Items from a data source
○ ○ ○

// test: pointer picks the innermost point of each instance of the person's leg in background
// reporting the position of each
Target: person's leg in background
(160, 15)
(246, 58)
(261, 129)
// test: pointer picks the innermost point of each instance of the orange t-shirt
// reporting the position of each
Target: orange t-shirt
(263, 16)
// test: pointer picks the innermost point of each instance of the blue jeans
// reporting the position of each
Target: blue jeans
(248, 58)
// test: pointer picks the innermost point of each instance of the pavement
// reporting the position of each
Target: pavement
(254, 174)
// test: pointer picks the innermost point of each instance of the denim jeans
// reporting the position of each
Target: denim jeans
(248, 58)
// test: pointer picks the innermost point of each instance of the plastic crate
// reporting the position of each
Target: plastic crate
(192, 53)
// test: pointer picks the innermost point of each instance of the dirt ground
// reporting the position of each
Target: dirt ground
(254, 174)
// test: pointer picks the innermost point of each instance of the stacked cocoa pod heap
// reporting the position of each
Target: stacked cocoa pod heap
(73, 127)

○ ○ ○

What to work on - Put the lines of the records into a JSON list of strings, one string per line with blank lines omitted, starting at the line that contains "the plastic crate" and ending at the final line of the records.

Result -
[
  "// test: pointer picks the innermost point of each instance of the plastic crate",
  "// reporting the position of each",
  "Target: plastic crate",
  "(192, 53)",
  "// test: pointer picks the innermost point of each instance of the dirt ground",
  "// reporting the position of each",
  "Target: dirt ground",
  "(254, 174)",
  "// test: pointer picks the innermost point of each instance of the stacked cocoa pod heap",
  "// reporting the position of each",
  "Target: stacked cocoa pod heap",
  "(73, 127)"
]